• _Problem details_
Taking the line that contains "Target: stone statue" as the first and the final line of the records as the last, write out every line between them exactly, ends included, and nothing else.

##### Entries shown #####

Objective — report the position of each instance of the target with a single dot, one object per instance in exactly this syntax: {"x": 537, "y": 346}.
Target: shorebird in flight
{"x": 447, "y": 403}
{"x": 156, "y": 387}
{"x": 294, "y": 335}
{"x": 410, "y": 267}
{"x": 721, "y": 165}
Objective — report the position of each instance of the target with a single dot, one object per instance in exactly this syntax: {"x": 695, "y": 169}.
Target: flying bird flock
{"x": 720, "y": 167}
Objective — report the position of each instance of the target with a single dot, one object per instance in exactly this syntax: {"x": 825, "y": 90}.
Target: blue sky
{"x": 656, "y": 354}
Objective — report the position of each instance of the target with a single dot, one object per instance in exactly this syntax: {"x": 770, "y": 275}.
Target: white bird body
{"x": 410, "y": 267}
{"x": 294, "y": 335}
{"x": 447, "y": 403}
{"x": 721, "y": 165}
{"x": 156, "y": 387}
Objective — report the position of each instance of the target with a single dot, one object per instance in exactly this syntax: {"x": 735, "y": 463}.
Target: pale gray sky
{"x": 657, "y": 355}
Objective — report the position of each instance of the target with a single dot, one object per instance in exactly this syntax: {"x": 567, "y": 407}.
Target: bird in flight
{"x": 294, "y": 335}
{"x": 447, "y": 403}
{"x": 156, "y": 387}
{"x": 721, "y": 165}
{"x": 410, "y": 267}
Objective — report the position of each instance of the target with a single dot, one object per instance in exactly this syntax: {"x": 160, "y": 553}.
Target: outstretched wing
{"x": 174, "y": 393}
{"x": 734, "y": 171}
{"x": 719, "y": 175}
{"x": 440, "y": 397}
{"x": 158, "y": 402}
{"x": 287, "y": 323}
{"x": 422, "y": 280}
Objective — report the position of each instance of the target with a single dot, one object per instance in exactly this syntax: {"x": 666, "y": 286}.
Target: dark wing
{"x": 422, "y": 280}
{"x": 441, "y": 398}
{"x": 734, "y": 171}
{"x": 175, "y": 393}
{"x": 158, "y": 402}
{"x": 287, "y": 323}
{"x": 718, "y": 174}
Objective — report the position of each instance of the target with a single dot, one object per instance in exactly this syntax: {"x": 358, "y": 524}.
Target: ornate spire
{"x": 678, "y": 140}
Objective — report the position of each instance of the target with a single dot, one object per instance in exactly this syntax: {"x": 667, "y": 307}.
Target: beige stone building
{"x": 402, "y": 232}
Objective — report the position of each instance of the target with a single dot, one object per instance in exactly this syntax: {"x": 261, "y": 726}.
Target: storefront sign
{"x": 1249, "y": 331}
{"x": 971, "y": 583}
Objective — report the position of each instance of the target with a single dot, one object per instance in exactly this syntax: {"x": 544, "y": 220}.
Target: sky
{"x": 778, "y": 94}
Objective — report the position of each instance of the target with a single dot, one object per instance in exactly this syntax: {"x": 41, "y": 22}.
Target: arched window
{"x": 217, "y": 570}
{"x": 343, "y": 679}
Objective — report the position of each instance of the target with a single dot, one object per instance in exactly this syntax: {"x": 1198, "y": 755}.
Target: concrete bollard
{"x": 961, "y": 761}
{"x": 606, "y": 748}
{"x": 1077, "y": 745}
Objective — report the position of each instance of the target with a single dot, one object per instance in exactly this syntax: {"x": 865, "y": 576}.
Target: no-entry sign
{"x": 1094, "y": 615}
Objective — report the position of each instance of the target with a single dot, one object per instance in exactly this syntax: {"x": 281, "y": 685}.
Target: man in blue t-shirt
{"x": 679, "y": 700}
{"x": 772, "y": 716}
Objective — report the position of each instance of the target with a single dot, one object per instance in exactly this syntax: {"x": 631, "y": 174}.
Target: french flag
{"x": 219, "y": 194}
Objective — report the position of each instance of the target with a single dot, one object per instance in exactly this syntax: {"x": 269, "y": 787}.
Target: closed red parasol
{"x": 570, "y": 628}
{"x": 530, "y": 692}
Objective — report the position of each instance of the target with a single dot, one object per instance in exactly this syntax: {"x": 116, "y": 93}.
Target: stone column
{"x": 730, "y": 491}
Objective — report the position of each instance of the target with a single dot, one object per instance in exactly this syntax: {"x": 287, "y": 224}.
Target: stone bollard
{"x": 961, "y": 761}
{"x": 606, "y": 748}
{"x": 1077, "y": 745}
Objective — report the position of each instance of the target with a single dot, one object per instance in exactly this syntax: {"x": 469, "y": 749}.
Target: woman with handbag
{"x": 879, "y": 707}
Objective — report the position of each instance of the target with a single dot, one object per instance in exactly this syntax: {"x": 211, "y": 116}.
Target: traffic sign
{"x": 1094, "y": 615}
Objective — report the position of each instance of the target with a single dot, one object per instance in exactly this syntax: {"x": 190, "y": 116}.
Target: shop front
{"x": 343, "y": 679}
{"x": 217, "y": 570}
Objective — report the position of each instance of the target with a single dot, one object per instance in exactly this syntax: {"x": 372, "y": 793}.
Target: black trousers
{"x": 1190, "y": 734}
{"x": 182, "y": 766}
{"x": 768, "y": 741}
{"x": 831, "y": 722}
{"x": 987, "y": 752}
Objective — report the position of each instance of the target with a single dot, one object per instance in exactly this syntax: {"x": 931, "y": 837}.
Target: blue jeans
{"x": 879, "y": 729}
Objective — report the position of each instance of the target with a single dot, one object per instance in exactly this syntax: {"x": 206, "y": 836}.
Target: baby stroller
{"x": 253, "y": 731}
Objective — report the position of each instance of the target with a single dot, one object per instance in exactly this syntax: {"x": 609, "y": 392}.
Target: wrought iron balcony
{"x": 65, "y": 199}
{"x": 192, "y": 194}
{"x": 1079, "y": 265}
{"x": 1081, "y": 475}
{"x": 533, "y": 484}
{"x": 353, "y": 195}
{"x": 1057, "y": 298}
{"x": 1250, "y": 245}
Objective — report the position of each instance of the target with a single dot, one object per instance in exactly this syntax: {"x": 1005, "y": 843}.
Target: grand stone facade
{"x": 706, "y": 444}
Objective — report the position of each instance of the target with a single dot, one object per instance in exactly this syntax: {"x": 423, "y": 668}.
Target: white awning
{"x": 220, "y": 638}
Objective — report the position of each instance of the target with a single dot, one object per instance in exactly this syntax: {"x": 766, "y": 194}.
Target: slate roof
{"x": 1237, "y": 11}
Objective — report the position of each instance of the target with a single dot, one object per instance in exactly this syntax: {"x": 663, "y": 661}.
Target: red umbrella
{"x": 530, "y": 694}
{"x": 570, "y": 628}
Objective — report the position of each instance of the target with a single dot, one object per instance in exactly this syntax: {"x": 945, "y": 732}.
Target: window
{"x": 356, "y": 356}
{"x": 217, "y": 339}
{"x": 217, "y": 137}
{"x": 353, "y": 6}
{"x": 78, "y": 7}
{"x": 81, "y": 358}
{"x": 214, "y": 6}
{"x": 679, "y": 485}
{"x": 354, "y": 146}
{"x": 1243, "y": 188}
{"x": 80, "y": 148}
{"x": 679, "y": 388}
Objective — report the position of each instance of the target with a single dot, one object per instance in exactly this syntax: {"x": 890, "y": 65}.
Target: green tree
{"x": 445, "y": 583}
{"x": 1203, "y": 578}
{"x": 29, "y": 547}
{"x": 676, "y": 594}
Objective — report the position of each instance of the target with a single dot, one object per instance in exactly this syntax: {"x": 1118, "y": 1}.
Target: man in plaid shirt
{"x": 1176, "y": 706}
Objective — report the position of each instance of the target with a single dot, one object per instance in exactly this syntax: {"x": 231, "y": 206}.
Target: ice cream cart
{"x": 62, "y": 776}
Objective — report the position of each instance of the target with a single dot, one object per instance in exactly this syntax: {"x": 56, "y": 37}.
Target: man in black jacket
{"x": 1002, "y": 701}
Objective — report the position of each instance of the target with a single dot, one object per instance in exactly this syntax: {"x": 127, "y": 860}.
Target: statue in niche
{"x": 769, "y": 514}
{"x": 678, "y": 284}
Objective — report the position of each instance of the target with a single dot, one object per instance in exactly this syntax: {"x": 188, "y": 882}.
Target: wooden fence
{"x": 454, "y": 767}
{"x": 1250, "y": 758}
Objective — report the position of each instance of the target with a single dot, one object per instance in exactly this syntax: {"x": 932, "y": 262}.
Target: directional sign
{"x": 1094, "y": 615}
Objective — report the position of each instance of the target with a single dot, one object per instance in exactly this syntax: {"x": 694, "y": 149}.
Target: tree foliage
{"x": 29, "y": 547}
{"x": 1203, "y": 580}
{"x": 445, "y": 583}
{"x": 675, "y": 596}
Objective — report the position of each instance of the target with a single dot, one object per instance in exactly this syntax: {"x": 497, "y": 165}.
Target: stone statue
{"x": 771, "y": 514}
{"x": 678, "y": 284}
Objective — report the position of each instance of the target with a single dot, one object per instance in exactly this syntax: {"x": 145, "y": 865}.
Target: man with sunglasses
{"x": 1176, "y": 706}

#####

• _Task response_
Target: stone statue
{"x": 771, "y": 514}
{"x": 678, "y": 284}
Objective — report the position of each instance of the target with a single dot, one object per instance in exactly this syntax: {"x": 145, "y": 865}.
Target: man with sunglasses
{"x": 1176, "y": 706}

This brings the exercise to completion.